Work instructions:
1. List every borough, neighborhood, and street named in the passage about David Thai's trip to Greenwich Village.
2. Carry on the passage about David Thai's trip to Greenwich Village, starting after its final sentence.

** START OF Document segment **

Tinh often used the Laundromat as a private office of sorts. From a pay phone on the wall, he returned beeper calls to those in his life to whom he had become hopelessly beholden—his ATF overseers and David Thai.
Tinh called Anh hai. “It’s you and Tieu today,” David told Tinh. “Tieu” was a nickname they sometimes used for Eddie Tran.
“Okay,” Tinh answered.
“Both of you dress up nicely, okay? Wear good clothes. I’m gonna drive to Brooklyn now, be there right away.”
With Kumor and Oldham following, David Thai drove out to Sunset Park. Tinh was ready to go, but Eddie Tran, just out of prison and not anxious to take part in BTK robberies, was still in bed.
“Get the fuck up!” ordered Anh hai. They waited while Eddie reluctantly got dressed.
David, Tinh, and Eddie headed back to Manhattan. In Thai’s Jaguar, they drove north on Sixth Avenue past the Kinh Do restaurant into Greenwich Village. At Sixth Avenue and Third Street, in front of an outdoor basketball court bustling with activity, Thai dropped off Tinh and Eddie Tran. Not long afterward, they were joined by Lan Tran.
From a distance, Kumor and Oldham watched while Uncle Lan, dressed respectably in black pants and a silk shirt buttoned to the collar, stood on the street corner trying to make himself as visible as possible. He was holding a large manila envelope, waiting to meet the Italians.

** END OF Document segment **
** START OF Provided material **

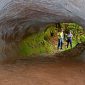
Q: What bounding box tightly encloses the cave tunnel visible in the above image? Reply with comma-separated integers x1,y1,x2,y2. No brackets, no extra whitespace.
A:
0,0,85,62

** END OF Provided material **

In response:
1. Brooklyn, Sunset Park, Manhattan, Sixth Avenue, Greenwich Village, Third Street

2.
Meanwhile, David Thai parked his Jaguar in front of a McDonald’s on West Third Street, just half a block from where Lan was standing. He, Sophia, and LV Hong got out and disappeared inside the McDonald’s.
Forty minutes later, a black Cadillac with New Jersey license plates pulled up slowly in front of the basketball court.
“It’s the Italians!” Dan Kumor exclaimed from the front seat of the surveillance car. He watched as two beefy white males got out of the Cadillac. Lan Tran immediately walked over and they began to chat.
“I’m gonna try to find a decent observation post,” Kumor told Oldham and the other agents. “You guys stay here.”
Kumor jumped out of the Mustang and walked along Sixth Avenue, across the street from the Cadillac. He came to a corner apartment building and began pressing buzzers until a tenant came to the door.
“Look,” said Kumor, flashing his ATF badge. “I’m a federal agent. We’ve got some police business under way here. I need an apartment that faces Sixth Avenue where I can sit and conduct surveillance for a while.”
The man looked skeptical, but he brought Kumor up to his third-floor apartment.
Kumor could hardly believe the view. Directly across the street from the apartment window, Lan Tran was talking with the two Italians. Tinh Ngo and Eddie Tran stood in the background, watching a group of kids playing basketball. Kumor pulled up a chair and hunkered down, this time aiming a 35mm camera with a zoom lens at his subjects.
Short and squat and in their mid-thirties, the two Italians didn’t exactly look like high rollers. One was bald on top with black, closely trimmed hair on the sides. The other was slightly taller, with the inflated physique of a habitual steroid user. Both were dressed casually in sleeveless shirts and blue jeans.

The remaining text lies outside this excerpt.